[Dataset excerpts]
===

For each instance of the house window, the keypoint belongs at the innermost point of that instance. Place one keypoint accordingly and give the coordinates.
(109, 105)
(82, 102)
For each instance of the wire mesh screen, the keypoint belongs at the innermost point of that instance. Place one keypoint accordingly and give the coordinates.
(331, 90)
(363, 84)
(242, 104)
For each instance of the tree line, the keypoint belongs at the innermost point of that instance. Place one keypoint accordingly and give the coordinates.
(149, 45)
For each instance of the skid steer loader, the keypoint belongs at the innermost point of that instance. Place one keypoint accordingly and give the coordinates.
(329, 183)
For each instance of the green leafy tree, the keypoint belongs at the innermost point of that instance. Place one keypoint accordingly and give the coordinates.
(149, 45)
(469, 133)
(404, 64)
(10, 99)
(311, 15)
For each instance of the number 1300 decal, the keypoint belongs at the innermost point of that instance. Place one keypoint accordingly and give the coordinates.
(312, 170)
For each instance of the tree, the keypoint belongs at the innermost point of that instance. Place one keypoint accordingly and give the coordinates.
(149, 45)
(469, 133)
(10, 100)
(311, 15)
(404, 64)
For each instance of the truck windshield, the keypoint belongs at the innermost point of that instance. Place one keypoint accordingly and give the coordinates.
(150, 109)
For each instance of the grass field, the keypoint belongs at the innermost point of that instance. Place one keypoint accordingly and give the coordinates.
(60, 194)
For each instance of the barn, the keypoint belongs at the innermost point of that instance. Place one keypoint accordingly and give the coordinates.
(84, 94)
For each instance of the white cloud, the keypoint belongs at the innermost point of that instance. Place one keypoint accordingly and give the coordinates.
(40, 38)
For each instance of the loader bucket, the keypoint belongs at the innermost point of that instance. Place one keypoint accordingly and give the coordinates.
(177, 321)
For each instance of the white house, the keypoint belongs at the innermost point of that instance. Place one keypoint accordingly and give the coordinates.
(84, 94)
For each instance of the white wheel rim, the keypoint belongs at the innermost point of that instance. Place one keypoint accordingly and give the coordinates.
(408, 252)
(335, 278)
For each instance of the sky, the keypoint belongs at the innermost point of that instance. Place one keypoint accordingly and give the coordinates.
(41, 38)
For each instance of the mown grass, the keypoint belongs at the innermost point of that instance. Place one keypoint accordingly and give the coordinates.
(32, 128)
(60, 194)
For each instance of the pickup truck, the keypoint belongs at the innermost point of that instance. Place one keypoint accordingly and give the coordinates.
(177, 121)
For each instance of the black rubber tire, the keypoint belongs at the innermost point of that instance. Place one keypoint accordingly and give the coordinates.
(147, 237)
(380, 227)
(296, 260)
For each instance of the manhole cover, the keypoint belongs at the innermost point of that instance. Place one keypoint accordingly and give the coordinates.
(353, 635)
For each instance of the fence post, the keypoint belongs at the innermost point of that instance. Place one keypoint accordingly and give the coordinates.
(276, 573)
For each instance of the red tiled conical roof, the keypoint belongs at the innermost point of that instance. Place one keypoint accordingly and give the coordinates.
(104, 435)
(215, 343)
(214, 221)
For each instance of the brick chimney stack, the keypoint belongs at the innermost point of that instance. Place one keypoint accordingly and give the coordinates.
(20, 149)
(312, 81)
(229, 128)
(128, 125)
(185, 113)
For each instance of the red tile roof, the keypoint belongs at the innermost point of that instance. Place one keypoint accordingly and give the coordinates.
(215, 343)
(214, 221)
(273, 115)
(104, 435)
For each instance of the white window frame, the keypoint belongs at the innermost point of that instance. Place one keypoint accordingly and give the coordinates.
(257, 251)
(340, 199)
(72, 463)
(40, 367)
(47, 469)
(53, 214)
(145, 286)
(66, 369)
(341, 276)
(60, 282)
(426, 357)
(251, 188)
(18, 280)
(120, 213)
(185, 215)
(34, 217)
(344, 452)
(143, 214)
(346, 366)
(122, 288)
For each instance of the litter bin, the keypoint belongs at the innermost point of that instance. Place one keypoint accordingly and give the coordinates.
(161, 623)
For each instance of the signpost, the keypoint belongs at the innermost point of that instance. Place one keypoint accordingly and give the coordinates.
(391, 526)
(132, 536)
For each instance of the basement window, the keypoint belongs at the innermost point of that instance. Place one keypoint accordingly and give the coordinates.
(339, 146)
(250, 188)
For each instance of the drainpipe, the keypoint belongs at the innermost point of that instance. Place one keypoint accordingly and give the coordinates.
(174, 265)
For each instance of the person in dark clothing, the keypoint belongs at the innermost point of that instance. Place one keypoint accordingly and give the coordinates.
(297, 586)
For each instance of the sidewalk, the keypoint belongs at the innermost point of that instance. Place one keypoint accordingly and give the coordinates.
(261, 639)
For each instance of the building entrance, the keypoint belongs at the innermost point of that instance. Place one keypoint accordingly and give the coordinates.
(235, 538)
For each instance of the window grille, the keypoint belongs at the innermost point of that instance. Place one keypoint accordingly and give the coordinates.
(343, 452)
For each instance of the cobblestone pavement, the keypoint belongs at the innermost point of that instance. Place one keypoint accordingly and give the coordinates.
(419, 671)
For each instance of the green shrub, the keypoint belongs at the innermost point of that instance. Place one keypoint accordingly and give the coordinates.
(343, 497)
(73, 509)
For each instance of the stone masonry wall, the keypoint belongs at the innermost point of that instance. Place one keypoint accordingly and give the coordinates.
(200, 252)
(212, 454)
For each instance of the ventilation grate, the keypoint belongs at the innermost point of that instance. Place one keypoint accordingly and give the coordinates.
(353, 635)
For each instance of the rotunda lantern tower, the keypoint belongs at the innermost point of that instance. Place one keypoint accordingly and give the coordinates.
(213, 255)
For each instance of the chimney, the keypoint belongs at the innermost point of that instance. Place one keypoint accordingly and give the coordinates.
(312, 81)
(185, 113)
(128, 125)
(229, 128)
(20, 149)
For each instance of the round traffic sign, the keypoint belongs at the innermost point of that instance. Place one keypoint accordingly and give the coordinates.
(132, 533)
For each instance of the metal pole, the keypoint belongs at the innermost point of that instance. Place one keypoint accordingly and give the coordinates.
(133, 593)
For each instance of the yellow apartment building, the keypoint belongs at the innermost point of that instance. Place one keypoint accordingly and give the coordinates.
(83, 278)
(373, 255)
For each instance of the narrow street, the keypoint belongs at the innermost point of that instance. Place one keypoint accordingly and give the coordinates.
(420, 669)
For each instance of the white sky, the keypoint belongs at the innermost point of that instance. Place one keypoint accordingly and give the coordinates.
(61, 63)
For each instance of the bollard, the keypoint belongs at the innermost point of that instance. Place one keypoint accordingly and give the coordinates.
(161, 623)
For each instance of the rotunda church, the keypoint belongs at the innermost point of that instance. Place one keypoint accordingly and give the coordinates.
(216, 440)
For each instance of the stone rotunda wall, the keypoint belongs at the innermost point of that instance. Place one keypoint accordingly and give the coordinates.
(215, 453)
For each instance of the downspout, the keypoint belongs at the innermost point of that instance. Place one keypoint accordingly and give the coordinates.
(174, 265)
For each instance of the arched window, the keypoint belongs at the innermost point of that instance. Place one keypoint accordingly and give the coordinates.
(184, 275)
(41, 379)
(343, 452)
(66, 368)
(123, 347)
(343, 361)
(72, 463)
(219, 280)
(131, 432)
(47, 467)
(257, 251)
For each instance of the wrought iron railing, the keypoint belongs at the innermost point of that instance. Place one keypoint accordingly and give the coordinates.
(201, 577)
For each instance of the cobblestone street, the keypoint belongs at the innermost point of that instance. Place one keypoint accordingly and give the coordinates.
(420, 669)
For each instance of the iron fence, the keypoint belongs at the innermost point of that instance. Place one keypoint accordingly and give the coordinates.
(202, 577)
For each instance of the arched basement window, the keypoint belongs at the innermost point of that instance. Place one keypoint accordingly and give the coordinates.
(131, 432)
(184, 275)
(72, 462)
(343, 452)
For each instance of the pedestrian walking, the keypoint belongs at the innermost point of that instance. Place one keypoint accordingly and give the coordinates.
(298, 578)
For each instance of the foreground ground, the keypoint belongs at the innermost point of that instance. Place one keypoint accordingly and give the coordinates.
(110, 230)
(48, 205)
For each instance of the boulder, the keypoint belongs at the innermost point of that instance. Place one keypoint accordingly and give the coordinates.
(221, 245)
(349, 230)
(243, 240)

===

• [ABOUT THIS EXERCISE]: Could you restate, word for word, every line from the one containing "For each instance of the wrought" through the last line of the records above, and nothing more?

• [ANSWER SECTION]:
For each instance of the wrought iron railing, the keypoint belongs at the innermost point of that instance. Place one keypoint accordingly and give the coordinates.
(201, 577)
For each instance of the cobblestone street, the keypoint belongs at the innermost point of that instance. Place one keypoint accordingly and give the coordinates.
(420, 669)
For each instance of the iron fence, the keypoint belongs at the innermost point of that instance. Place one keypoint accordingly and give the coordinates.
(202, 577)
For each instance of the arched basement window, the keypoint belongs at the innermost point of that instance. Place one keypoint accordingly and give the coordinates.
(131, 432)
(184, 275)
(72, 462)
(343, 452)
For each instance of the pedestrian walking, the keypoint belongs at the innermost point of that instance. Place one keypoint accordingly and give the coordinates.
(298, 578)
For each instance of the foreground ground, the keypoint belongs at the innermost point of that instance. Place one keypoint accordingly and give the coordinates.
(110, 230)
(48, 205)
For each instance of the boulder, the keypoint belongs at the innermost point of that instance. Place one keypoint accordingly and give the coordinates.
(221, 245)
(349, 230)
(243, 240)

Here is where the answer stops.